(Task details) For the material below, return exactly the lines starting at the line containing "Query: pale green leaf" and ending at the line containing "of the nettle", both ends included, and no others.

(Extracted information)
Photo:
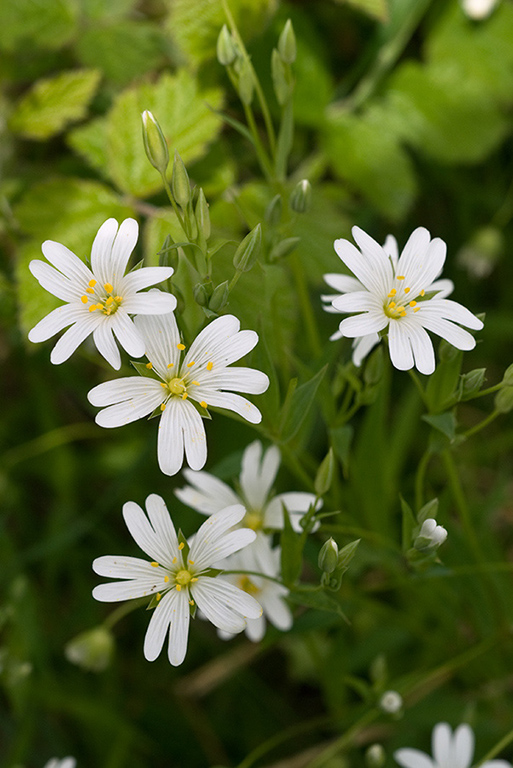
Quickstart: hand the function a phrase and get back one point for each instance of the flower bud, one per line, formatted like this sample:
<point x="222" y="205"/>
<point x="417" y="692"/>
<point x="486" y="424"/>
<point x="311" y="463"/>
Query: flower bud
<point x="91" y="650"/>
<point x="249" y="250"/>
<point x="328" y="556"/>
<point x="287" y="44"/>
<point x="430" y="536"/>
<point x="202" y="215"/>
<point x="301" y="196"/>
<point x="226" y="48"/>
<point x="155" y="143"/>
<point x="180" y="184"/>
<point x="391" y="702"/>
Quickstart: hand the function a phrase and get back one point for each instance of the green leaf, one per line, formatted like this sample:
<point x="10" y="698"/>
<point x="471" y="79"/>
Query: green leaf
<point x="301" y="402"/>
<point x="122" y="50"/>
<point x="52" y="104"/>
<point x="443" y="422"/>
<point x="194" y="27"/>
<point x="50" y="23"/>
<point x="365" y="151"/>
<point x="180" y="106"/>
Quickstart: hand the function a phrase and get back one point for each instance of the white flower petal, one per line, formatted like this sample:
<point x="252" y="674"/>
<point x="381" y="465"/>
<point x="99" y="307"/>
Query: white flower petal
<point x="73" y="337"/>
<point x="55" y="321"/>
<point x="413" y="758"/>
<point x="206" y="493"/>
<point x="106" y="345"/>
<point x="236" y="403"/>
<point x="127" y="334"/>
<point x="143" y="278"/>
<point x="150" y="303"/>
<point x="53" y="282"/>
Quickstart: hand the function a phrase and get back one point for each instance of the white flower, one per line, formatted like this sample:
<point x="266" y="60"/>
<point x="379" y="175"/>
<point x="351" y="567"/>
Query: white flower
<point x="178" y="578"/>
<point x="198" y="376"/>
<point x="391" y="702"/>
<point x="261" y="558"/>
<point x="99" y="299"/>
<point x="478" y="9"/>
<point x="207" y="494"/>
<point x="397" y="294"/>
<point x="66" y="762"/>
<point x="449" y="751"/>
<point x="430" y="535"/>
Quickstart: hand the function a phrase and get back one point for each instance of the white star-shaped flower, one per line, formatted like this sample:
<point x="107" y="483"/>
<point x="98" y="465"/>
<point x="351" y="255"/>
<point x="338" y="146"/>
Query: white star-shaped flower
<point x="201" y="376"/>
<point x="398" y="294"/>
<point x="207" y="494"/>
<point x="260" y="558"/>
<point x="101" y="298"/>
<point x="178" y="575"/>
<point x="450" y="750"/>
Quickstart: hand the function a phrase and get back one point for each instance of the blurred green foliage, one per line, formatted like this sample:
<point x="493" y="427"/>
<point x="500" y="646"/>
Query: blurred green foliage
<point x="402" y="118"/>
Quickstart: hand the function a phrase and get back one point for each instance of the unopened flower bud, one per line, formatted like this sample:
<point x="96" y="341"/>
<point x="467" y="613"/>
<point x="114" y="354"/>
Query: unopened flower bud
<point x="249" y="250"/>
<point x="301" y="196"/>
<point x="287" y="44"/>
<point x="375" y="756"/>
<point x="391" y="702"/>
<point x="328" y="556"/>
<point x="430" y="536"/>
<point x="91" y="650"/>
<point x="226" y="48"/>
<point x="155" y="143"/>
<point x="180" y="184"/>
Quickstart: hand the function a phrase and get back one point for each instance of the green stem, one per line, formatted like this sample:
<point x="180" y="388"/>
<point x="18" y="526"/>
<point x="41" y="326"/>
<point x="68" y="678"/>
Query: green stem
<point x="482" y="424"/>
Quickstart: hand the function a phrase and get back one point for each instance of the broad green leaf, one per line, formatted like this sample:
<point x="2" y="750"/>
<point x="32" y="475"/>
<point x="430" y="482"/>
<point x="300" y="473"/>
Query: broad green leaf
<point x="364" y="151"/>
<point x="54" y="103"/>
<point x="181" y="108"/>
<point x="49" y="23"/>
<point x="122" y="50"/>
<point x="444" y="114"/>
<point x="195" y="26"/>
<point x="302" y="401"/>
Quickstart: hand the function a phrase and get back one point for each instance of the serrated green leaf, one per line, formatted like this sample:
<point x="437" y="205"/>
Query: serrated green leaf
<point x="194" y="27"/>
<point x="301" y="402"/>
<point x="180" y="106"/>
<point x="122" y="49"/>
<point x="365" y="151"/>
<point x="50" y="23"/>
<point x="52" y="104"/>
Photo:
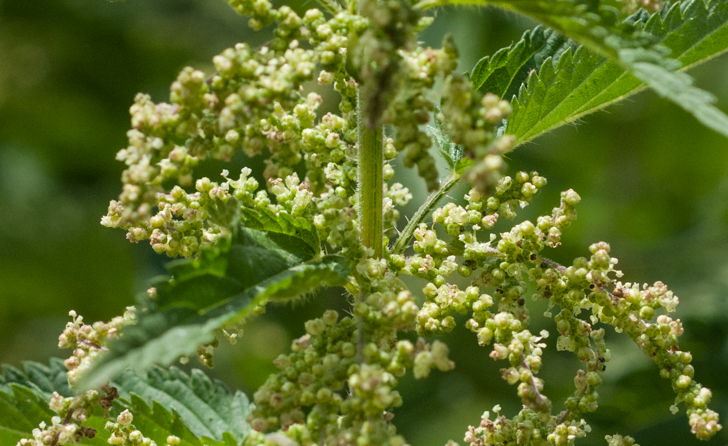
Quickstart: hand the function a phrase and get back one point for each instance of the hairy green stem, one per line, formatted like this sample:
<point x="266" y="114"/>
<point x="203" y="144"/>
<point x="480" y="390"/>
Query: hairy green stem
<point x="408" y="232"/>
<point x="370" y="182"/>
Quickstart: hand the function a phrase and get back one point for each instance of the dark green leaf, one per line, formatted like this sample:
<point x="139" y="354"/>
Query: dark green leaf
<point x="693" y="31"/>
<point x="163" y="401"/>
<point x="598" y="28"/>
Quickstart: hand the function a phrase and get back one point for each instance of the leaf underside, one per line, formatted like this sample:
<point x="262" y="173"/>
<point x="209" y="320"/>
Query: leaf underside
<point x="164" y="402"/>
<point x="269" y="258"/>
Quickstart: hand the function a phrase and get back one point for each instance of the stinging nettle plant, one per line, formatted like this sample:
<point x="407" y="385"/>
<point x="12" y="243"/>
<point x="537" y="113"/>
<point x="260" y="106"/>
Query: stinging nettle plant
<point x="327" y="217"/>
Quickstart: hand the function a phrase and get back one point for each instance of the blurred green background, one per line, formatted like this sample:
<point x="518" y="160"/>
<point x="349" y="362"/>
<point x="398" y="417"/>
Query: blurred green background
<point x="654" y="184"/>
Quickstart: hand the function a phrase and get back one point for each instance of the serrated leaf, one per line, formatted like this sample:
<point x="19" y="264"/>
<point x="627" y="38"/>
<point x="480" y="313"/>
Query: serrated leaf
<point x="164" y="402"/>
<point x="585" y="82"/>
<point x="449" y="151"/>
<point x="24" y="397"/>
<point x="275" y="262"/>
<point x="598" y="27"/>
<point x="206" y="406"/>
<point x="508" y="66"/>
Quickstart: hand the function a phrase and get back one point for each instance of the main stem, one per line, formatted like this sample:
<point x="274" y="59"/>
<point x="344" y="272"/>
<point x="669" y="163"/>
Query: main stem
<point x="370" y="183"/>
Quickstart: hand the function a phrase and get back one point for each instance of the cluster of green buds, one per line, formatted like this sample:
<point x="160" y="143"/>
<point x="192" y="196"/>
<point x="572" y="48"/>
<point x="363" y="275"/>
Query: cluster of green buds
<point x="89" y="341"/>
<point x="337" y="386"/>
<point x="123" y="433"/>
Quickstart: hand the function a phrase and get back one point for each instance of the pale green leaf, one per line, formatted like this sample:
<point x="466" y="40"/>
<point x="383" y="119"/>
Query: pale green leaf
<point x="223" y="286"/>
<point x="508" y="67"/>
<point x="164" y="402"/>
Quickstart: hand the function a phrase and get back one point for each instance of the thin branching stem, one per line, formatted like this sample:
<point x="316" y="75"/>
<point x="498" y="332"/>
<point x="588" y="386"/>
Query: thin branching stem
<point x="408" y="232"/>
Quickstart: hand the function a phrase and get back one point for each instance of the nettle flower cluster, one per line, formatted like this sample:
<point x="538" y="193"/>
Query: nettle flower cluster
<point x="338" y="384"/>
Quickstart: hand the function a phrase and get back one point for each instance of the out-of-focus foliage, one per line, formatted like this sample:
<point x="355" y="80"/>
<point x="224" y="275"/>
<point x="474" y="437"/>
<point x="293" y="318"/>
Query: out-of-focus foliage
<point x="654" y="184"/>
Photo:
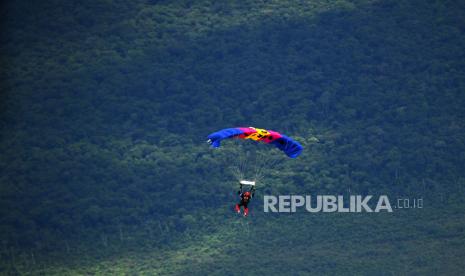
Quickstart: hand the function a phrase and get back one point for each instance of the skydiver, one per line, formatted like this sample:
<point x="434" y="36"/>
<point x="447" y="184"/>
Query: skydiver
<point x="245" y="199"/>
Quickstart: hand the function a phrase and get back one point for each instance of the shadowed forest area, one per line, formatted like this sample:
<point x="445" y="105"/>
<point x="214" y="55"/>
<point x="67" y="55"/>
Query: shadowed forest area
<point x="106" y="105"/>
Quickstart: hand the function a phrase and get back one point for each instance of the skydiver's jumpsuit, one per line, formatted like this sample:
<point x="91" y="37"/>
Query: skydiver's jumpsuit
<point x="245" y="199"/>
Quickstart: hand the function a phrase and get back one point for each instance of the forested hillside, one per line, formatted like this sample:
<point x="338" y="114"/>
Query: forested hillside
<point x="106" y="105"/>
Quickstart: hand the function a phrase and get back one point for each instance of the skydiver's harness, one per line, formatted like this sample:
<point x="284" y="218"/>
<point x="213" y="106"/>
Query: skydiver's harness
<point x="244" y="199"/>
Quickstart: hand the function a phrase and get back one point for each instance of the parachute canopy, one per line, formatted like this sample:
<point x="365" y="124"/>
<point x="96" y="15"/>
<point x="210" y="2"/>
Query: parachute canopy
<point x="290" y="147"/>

--

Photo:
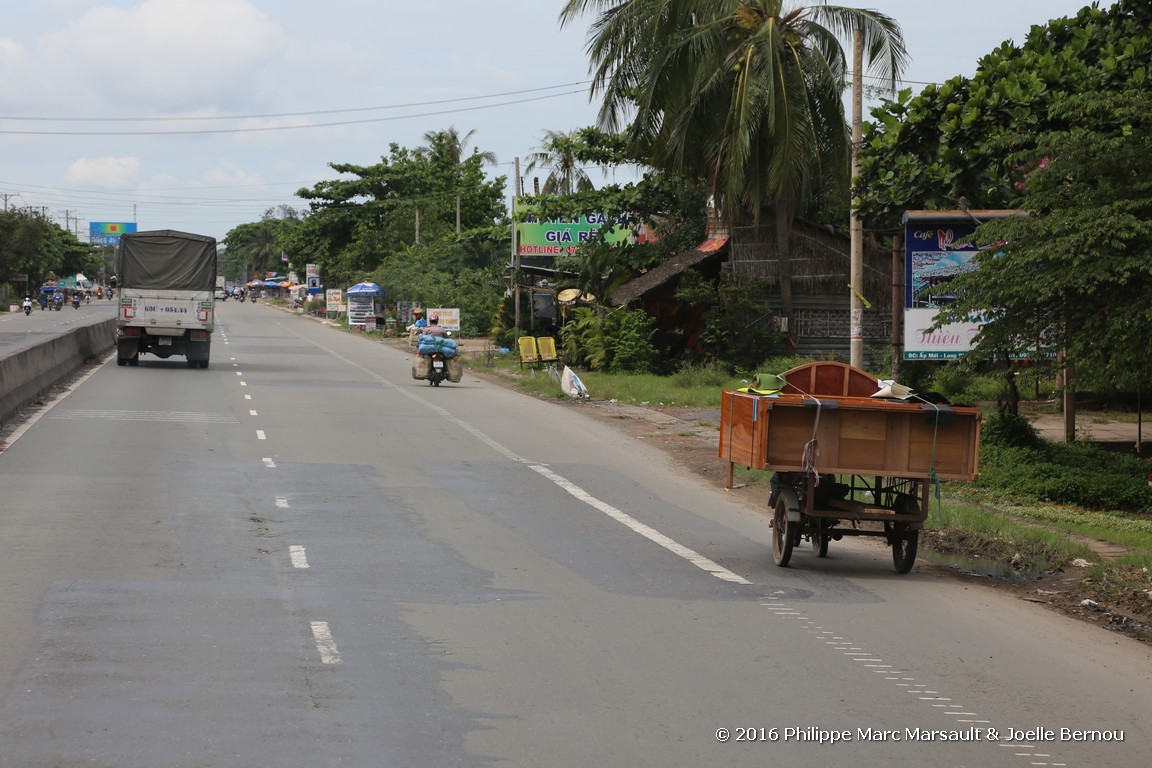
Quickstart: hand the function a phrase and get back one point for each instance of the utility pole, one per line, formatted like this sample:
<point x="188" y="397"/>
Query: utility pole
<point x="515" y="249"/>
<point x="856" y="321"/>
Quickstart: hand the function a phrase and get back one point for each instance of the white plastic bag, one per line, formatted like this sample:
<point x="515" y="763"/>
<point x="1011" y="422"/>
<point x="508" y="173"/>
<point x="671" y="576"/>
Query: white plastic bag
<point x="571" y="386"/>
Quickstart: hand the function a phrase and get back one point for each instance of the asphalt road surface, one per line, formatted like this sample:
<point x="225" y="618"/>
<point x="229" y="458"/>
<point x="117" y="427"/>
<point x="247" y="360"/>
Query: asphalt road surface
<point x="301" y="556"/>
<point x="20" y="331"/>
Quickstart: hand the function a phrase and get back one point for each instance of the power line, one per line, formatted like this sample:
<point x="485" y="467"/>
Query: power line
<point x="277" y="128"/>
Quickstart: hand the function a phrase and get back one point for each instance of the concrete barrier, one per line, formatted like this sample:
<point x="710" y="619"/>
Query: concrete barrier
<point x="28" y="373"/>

(Result)
Query: pale green leaf
<point x="223" y="286"/>
<point x="508" y="67"/>
<point x="164" y="402"/>
Quickstart: hand the function a phrase and get back one point for each instance of the thin branching stem, one per line, formatted like this sample:
<point x="316" y="75"/>
<point x="498" y="332"/>
<point x="588" y="386"/>
Query: thin branching stem
<point x="408" y="232"/>
Quickstart: hand the function a phrase and get back one point for each instance of the nettle flower cluster, one per line, formatted like this sample:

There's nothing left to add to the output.